WHAT YOU WILL DO:
- 1) According to the article on choosing between a subquery and a join, why shouldn't a join automatically be assumed to be the better choice?
- 2) Continue the article on choosing between a subquery and a join, starting after its last sentence.

READING TEXT:
━━━━

Navicat Blog

Choosing between a Subquery and Join Nov 11, 2022 by Robert Gravelle

In the Joins versus Subqueries: Which Is Faster? blog article we learned that joins tend to execute faster than subqueries. Having said that, it's not a universal rule, so you may not want to automatically assume that a join will be preferable. As mentioned in that article, if you need to add many joins to a query, the database server has to do more work, which can translate to slower data retrieval times. This article will present a couple of quick tests you can perform to compare a query that employs joins to one that contains subqueries so that you can choose which performs best.

━━━━

GIVEN INFORMATION:
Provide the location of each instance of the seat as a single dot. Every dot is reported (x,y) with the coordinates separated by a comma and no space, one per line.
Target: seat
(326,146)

━━━━

WRITTEN ANSWERS:
- 1) Joins usually run faster than subqueries, but that isn't a universal rule. When a query needs many joins, the database server has to do more work, and that can slow down data retrieval.

- 2)
Two Queries, Same Result

Most of the time, a query can be written using joins or subqueries. To illustrate, here is a query that selects countries, along with their associated cities and addresses from the MySQL Sakila Sample Database. The first SELECT statement uses joins while the second one fetches the exact same data using subqueries:

SELECT
    co.Country,
    COUNT(DISTINCT ci.city_id) AS city_cnt,
    COUNT(a.city_id)           AS address_cnt
FROM country co
INNER JOIN city ci
    ON co.country_id = ci.country_id
INNER JOIN address a
    ON ci.city_id = a.city_id
GROUP BY
    co.country_id;
		
		
SELECT 
    Co.Country,
    (Select COUNT(1) 
		 FROM City Ci 
		 WHERE Ci.country_id=co.country_id) AS city_cnt,
    (Select COUNT(1)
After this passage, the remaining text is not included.